▸ Exercise objective: According to the UNEP Chemicals links page, in what year did the Basel Convention come into force?
*** Opening Document passage ***
UNEP Chemicals' Branch - Links to MEAs


UNEP Chemicals collaborates closely with the Secretariats of numerous Multilateral Environmental Agreements (MEAs). UNEP's Division of Environmental Law and Conventions (DELC) also maintains a website describing UNEP's support to MEAs.
Links and a brief description are given below for UNEP Chemicals' major programmatic partners.

Stockholm Convention Secretariat

The Stockholm Convention is a global treaty to protect human health and the environment from persistent organic pollutants (POPs). POPs are chemicals that remain intact in the environment for long periods, become widely distributed geographically, accumulate in the fatty tissue of living organisms and are toxic to humans and wildlife.

Rotterdam Convention Secretariat

The Rotterdam Convention covers pesticides and industrial chemicals that have been banned or severely restricted for health or environmental reasons by Parties. The Convention's objectives are:
- to promote shared responsibility and cooperative efforts among Parties in the international trade of certain hazardous chemicals in order to protect human health and the environment from potential harm and
- to contribute to the environmentally sound use of those hazardous chemicals, by facilitating information exchange about their characteristics, by providing for a national decision-making process on their import and export and by disseminating these decisions to Parties.

Basel Convention

The Basel Convention on the Control of Transboundary Movements of Hazardous Wastes and their Disposal is the most comprehensive global environmental agreement on hazardous and other wastes. The Convention has 170 Parties and aims to protect human health and the environment against the adverse effects resulting from the generation, management, transboundary movements and disposal of hazardous and other wastes. The Basel Convention came into force in 1992.
*** Closing Document passage ***
*** Opening Listed entries ***
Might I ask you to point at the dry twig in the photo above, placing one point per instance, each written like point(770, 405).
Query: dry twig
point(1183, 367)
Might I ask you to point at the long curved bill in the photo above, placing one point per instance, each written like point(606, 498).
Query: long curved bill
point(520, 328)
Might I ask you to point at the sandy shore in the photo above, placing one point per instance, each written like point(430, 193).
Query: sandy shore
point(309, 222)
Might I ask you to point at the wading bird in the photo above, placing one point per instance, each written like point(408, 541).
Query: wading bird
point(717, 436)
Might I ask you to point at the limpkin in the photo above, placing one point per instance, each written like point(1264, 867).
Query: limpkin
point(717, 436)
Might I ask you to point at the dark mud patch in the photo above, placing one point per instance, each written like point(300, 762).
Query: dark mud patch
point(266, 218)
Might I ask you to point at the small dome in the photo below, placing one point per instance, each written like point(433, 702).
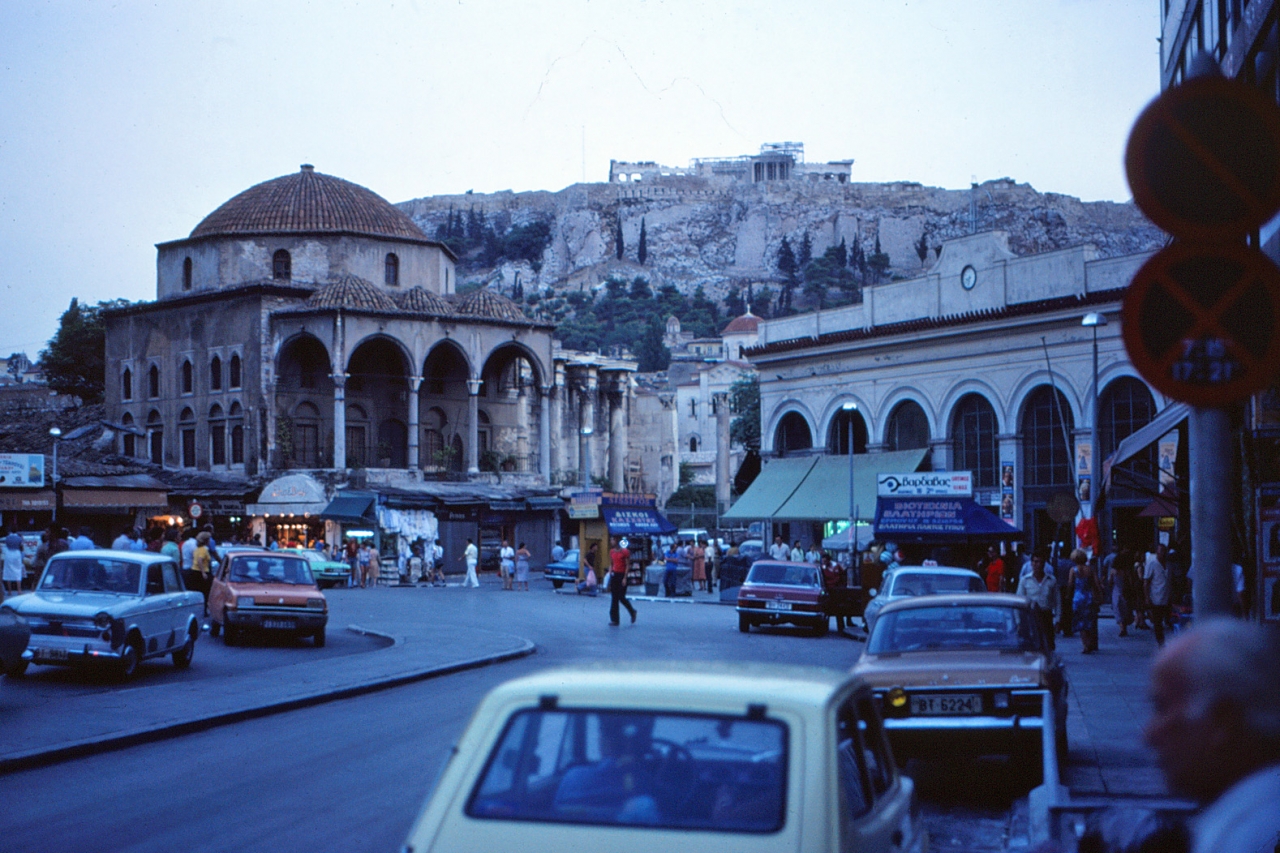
*** Closing Listed entries ***
▸ Task answer: 1992